* _Exercise objective_:
Count the lines of the records below that contain the string "strap", treating uppercase and lowercase as distinct, and reply with the number alone.

* _Dataset records_:
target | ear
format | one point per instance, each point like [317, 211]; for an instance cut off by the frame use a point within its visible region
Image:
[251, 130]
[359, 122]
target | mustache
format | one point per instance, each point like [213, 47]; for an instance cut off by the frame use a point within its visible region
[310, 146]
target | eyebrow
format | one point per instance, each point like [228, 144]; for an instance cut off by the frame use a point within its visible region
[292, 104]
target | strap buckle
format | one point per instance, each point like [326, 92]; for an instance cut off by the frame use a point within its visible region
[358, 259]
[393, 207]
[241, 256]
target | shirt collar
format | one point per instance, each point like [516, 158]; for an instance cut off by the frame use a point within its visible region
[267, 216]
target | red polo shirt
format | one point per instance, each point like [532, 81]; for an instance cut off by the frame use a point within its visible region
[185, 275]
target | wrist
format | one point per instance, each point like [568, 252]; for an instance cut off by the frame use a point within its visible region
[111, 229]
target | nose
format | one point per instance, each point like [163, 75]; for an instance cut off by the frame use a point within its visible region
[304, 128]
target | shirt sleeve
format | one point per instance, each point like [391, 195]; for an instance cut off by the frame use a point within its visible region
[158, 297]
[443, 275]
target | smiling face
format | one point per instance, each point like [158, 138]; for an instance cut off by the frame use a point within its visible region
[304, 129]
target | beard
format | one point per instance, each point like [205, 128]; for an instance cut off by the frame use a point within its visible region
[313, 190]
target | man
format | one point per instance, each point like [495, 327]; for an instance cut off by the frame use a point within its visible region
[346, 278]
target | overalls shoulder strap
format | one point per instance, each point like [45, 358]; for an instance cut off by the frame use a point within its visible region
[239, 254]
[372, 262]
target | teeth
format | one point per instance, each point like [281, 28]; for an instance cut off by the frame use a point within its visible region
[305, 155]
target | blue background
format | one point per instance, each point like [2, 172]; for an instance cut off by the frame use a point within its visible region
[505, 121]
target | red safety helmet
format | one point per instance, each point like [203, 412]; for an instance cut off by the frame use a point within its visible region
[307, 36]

...

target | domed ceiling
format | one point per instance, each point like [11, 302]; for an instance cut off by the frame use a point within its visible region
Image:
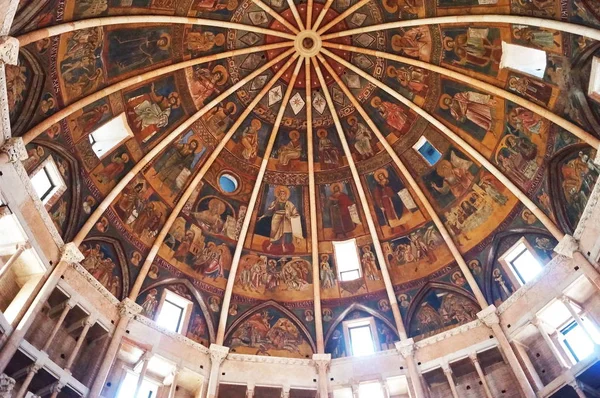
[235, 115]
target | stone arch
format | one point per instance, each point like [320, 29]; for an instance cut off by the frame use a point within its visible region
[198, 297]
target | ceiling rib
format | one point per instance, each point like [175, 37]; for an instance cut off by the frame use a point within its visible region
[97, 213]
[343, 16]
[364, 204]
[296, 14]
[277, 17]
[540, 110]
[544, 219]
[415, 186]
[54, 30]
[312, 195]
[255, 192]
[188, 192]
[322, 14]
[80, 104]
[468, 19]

* * *

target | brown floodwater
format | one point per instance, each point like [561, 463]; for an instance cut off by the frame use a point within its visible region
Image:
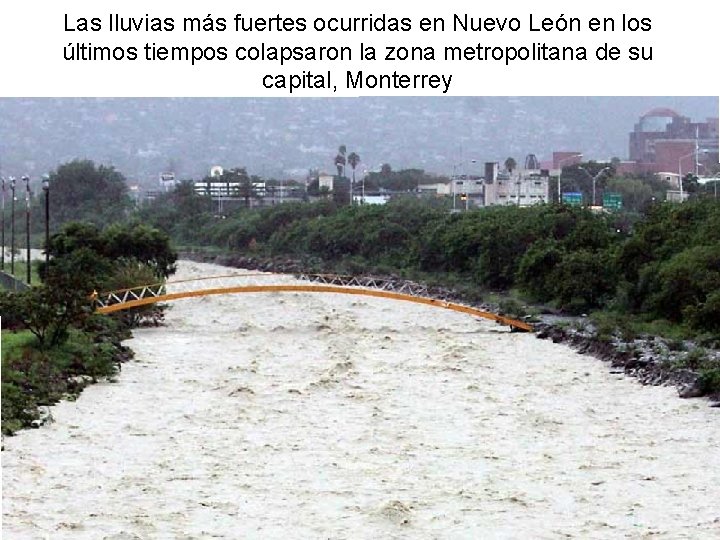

* _Solution to this exercise_:
2